Exercise A – According to the course description, how much teaching contact time does the course have, and over what period?
Exercise B – Reproduce the stretch of the course description from "The teaching contact" through "own study time.".
Exercise C – Translate this sentence from the course description into French: "The course will culminate with student-led outdoor teaching sessions."

Document –
[START]
Learning Across the Curriculum offers aspiring educators of all kinds the tools to incorporate outdoor learning into their teaching and curriculum planning.
Despite the increasing bodies of research and policy that highlight the educational, social, and health benefits of outdoor learning in the development of young people, many educators are not well placed to support this form of learning.
Taking a multi-disciplinary approach, Learning Across the Curriculum is designed to give you the tools with which to teach and learn across the curriculum in an outdoor context. It will provide you with an initial step towards incorporating outdoor learning into your current or future teaching career. The course does not aim to train you as an outdoor specialist, but aims to provide some understanding of the benefits, processes, and skills related to learning in the outdoors.
Through practical exercises in curriculum planning and teaching in outdoor contexts, you will have the chance to experience outdoor education in context and assess the impact on your learning. The course will involve exploring the richly-storied human and ecological landscape that is Edinburgh’s Water of Leith. Aspects of the course content are driven by students’ unfolding curiosity about the history, geography, mathematics, and science that they encounter on their journeys through Edinburgh.
In terms of educational policy, the course reflects the recommendations of Curriculum for Excellence through Outdoor Learning (Education Scotland, 2010). The ways in which theory and policy inform practice is a dominant theme of the course and reflects both in the theory and practical teaching of the course.
A variety of teaching and learning approaches will be used, including lectures, discussion seminars, workshop tasks, outdoor activities.
The course will involve exploring the richly-storied human and ecological landscape that is the city of Edinburgh. Aspects of the course content are driven by students’ unfolding curiosity about the history, geography, mathematics, and science that they encounter on their journeys through Edinburgh.
The course will culminate with student-led outdoor teaching sessions. Although the course will be taught primarily by the course organiser, other staff with outdoor learning expertise may contribute to specific sessions.
The teaching contact time is 36 hours over three weeks. This comprises practical sessions, lectures, and workshops.
Students will be expected to complete relevant readings and assignment tasks in their own study time.
Students will spend a considerable amount of time learning, exploring, and teaching outdoors in both built-up areas and green-space. Appropriate clothing and footwear is crucial.
The ways in which theory and policy inform practice is a dominant theme of the course. This is reflected in the teaching and, in particular, the three forms of assessment – all of which are inter-linked. The teaching session and the essay both require students to draw on outdoor learning literature and national / state education policy documents.
[END]
Data excerpts –
[START]
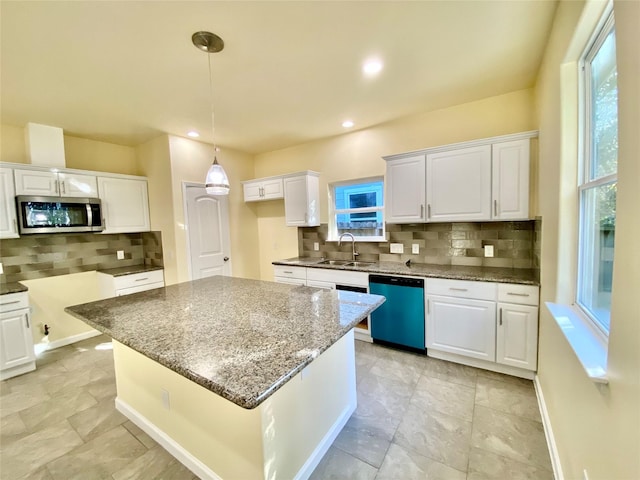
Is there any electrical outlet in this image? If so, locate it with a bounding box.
[161,388,171,410]
[390,243,404,253]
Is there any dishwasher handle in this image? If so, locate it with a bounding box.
[369,275,424,288]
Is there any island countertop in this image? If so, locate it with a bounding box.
[65,276,384,409]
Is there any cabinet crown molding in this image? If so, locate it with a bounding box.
[382,130,538,161]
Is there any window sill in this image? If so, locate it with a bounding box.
[545,302,609,384]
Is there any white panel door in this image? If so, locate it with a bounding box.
[491,138,529,220]
[0,168,19,238]
[185,184,231,280]
[58,172,98,198]
[385,155,425,223]
[496,303,538,371]
[0,309,35,370]
[14,170,60,196]
[425,295,496,362]
[427,145,491,222]
[98,177,151,233]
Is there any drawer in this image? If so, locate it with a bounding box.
[498,283,540,306]
[427,278,497,302]
[113,270,164,290]
[307,268,369,288]
[0,292,29,312]
[273,265,307,281]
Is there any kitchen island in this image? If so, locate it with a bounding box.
[66,277,384,479]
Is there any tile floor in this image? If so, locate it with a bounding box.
[0,336,553,480]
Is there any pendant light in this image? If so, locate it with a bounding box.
[191,32,229,195]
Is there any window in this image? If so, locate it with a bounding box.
[576,13,618,335]
[329,177,385,241]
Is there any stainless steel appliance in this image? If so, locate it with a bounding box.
[16,195,104,235]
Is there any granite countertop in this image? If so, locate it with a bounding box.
[0,282,29,295]
[65,276,384,409]
[273,257,540,286]
[97,265,164,277]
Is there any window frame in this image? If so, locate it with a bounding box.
[327,175,386,242]
[574,5,618,341]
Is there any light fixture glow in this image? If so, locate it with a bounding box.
[362,59,382,77]
[191,32,229,195]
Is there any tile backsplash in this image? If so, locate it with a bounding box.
[0,232,163,283]
[298,218,542,268]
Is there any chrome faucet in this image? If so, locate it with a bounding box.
[338,232,360,262]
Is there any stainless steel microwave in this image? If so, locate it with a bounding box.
[16,195,104,235]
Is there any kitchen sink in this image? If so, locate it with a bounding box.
[318,260,353,266]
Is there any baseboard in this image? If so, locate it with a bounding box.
[39,330,102,350]
[294,402,357,480]
[116,397,222,480]
[533,375,564,480]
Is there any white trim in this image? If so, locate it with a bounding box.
[293,402,357,480]
[39,329,102,350]
[533,375,564,480]
[382,130,538,161]
[115,397,222,480]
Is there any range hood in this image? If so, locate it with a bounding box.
[24,123,66,168]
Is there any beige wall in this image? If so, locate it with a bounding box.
[0,124,140,175]
[250,90,535,280]
[536,1,640,480]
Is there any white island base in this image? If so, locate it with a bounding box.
[113,330,357,480]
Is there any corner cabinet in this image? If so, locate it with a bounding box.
[98,177,151,233]
[0,167,20,238]
[0,292,36,380]
[282,171,320,227]
[384,132,537,223]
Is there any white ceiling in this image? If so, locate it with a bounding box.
[0,0,556,153]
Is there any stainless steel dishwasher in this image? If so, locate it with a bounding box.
[369,275,425,352]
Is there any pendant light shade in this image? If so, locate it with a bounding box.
[191,32,229,195]
[205,157,229,195]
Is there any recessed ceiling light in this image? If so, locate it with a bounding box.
[362,59,382,77]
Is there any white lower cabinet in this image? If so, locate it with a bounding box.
[425,279,539,378]
[0,292,36,380]
[425,295,496,362]
[98,270,164,297]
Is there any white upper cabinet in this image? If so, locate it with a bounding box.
[385,155,425,223]
[283,172,320,227]
[98,177,151,233]
[242,177,284,202]
[427,145,491,222]
[491,138,529,220]
[14,169,98,197]
[0,167,20,238]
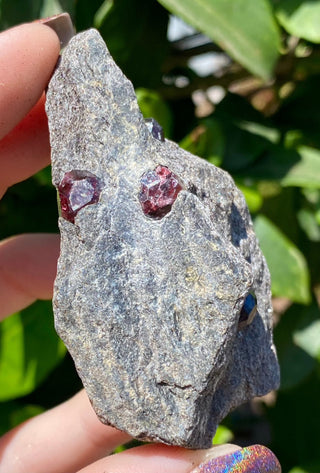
[END]
Exercise solution A – 36 hours over three weeks.

Exercise solution B –
The teaching contact time is 36 hours over three weeks. This comprises practical sessions, lectures, and workshops.
Students will be expected to complete relevant readings and assignment tasks in their own study time.

Exercise solution C – Le cours se terminera par des séances d'enseignement en plein air dirigées par les étudiants.